--- Provided records ---
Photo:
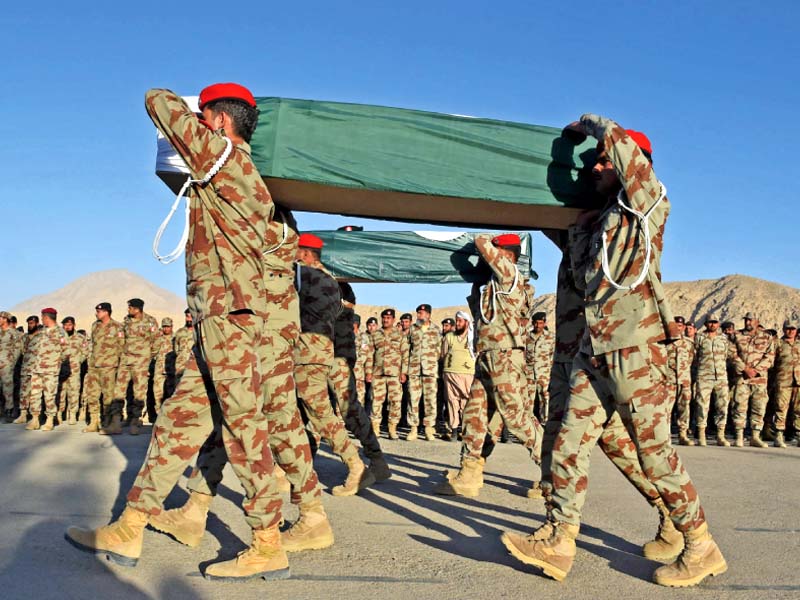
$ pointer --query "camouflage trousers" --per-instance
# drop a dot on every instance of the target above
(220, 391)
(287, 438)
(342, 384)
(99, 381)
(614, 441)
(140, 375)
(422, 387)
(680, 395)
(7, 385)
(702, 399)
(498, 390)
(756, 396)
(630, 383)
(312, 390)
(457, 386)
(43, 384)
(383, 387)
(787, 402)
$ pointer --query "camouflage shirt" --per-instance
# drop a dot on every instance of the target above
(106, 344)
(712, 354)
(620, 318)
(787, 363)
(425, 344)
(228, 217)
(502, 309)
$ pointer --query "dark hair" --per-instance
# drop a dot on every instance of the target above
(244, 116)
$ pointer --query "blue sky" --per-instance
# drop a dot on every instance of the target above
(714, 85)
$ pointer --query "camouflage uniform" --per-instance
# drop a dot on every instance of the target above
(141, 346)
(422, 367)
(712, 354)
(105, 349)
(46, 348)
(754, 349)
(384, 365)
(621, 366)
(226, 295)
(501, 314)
---
--- Provided records ---
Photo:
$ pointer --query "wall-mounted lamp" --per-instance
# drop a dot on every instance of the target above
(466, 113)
---
● **Your task**: Across the records above, how many lines contain the word "camouflage"? Please give that number alone.

● **Answer space**: 3